> **Work to do**
Each entry below is to be transcribed exactly.

+ + + + +

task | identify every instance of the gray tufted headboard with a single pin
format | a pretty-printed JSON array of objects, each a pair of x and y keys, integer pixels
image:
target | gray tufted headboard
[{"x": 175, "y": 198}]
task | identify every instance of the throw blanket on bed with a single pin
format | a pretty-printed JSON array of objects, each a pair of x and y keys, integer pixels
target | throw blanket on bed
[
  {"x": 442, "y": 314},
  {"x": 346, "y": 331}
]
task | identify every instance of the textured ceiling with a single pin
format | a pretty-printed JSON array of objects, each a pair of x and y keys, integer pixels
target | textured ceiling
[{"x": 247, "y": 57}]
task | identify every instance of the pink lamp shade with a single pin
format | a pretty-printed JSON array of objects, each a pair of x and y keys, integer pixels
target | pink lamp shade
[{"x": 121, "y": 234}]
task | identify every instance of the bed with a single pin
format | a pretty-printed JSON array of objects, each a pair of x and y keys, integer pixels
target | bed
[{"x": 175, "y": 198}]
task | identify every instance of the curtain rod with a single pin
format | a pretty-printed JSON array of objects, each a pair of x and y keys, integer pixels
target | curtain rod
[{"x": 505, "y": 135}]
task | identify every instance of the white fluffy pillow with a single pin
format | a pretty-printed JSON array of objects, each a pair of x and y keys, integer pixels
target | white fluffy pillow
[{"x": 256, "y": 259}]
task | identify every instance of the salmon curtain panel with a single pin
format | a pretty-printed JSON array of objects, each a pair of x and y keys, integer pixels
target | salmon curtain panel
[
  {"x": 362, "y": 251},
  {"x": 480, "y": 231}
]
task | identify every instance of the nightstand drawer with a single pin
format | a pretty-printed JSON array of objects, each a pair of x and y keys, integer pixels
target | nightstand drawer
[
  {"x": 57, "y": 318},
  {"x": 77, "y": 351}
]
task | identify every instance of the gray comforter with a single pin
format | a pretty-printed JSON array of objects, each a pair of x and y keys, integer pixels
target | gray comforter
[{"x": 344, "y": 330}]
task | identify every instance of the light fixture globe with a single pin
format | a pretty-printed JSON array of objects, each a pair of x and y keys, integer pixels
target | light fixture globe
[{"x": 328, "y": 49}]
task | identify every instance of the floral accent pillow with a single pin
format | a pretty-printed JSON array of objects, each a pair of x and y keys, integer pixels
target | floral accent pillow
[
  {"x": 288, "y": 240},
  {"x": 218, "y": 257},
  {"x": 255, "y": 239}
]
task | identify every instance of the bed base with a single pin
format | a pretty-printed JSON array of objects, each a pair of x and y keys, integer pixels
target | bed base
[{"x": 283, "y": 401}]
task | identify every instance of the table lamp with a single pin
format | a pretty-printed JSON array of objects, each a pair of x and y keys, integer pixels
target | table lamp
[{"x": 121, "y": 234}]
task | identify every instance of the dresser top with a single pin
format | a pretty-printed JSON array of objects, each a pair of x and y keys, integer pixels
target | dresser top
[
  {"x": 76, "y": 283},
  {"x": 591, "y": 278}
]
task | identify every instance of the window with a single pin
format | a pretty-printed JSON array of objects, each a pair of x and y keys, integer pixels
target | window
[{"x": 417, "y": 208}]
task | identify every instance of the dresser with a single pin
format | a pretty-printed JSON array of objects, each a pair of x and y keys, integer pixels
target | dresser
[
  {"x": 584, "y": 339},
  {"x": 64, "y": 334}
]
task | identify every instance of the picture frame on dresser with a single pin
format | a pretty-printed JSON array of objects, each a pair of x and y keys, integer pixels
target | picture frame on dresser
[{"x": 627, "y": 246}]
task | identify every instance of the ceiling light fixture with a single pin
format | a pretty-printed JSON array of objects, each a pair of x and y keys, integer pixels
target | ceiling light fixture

+ + + + +

> **Complete response**
task | identify every instance of the gray tufted headboard with a single pin
format | a pretty-printed JSON array of objects, each a pair of x and y keys, integer pixels
image:
target | gray tufted headboard
[{"x": 175, "y": 198}]
task | identify every instance of the throw blanket on bed with a single pin
format | a pretty-printed JSON array of objects, each a pair of x and y keys, integer pixels
target | throw blanket on bed
[
  {"x": 442, "y": 314},
  {"x": 346, "y": 331}
]
task | identify every instance of the textured ceiling with a single pin
format | a pretty-printed JSON array of objects, each a pair of x and y keys, integer pixels
target | textured ceiling
[{"x": 247, "y": 57}]
task | identify every instance of the pink lamp shade with a single pin
format | a pretty-printed JSON array of objects, each a pair of x and y keys, integer pixels
target | pink lamp shade
[{"x": 121, "y": 234}]
task | identify every instance of the bed with a single pin
format | a pretty-printed JSON array of objects, each a pair of x and y keys, integer pixels
target | bed
[{"x": 175, "y": 198}]
task | identify every instance of the curtain rod with a single pin
format | a pretty-printed JSON array of objects, each a pair of x and y keys, integer pixels
target | curtain rod
[{"x": 505, "y": 135}]
task | identify every instance of the white fluffy pillow with a single pin
format | a pretty-printed JSON array of objects, each a pair of x and y keys, integer pixels
target | white fluffy pillow
[{"x": 256, "y": 259}]
task | identify every instance of the salmon curtain panel with a single pin
format | a pretty-printed JSON array of objects, each a pair of x and y keys, integer pixels
target | salmon curtain panel
[
  {"x": 362, "y": 251},
  {"x": 480, "y": 231}
]
task | identify every instance of the nightstand drawer with a single pin
format | a pretty-printed JSON array of objects, each a pair of x and y keys, integer pixels
target | nightstand drawer
[
  {"x": 57, "y": 318},
  {"x": 77, "y": 351}
]
task | identify every instance of the gray comforter with a single pin
format | a pretty-printed JSON array of objects, each a pair of x and y keys, integer pixels
target | gray comforter
[{"x": 344, "y": 330}]
task | identify every instance of the light fixture globe with a single pin
format | a pretty-printed JSON array of objects, each a pair of x and y keys, integer pixels
target | light fixture globe
[{"x": 328, "y": 49}]
task | identify every instance of the floral accent pillow with a single pin
format | a pretty-printed JSON array of objects, each a pair of x and y keys, integer pixels
target | floral accent pillow
[
  {"x": 288, "y": 240},
  {"x": 218, "y": 257},
  {"x": 255, "y": 239}
]
task | identify every instance of the bed base with a single pin
format | a pretty-printed JSON array of objects, each a pair of x and y keys, integer pixels
target | bed base
[{"x": 283, "y": 401}]
task | identify every instance of the table lamp with a single pin
format | a pretty-printed JSON array of objects, each a pair of x and y keys, integer pixels
target | table lamp
[{"x": 121, "y": 234}]
task | identify every instance of the dresser top with a single pin
format | a pretty-printed JSON array of objects, each a pair of x and y keys, integer pixels
target | dresser top
[
  {"x": 76, "y": 283},
  {"x": 591, "y": 278}
]
task | identify every instance of the window with a single pin
format | a pretty-printed JSON array of objects, each a pair of x and y keys, integer pixels
target | window
[{"x": 417, "y": 208}]
task | identify every instance of the dresser with a single pin
format | a pretty-printed JSON array of objects, each a pair of x and y keys, integer pixels
target | dresser
[
  {"x": 584, "y": 339},
  {"x": 64, "y": 334}
]
task | identify every instance of the picture frame on dresser with a single pin
format | a pretty-printed JSON array of objects, each a pair of x and y keys, integer pixels
target | picture frame on dresser
[{"x": 627, "y": 246}]
task | identify every instance of the ceiling light fixture with a single pin
format | a pretty-printed JSON array of objects, each a pair of x and y keys, integer pixels
target | ceiling light fixture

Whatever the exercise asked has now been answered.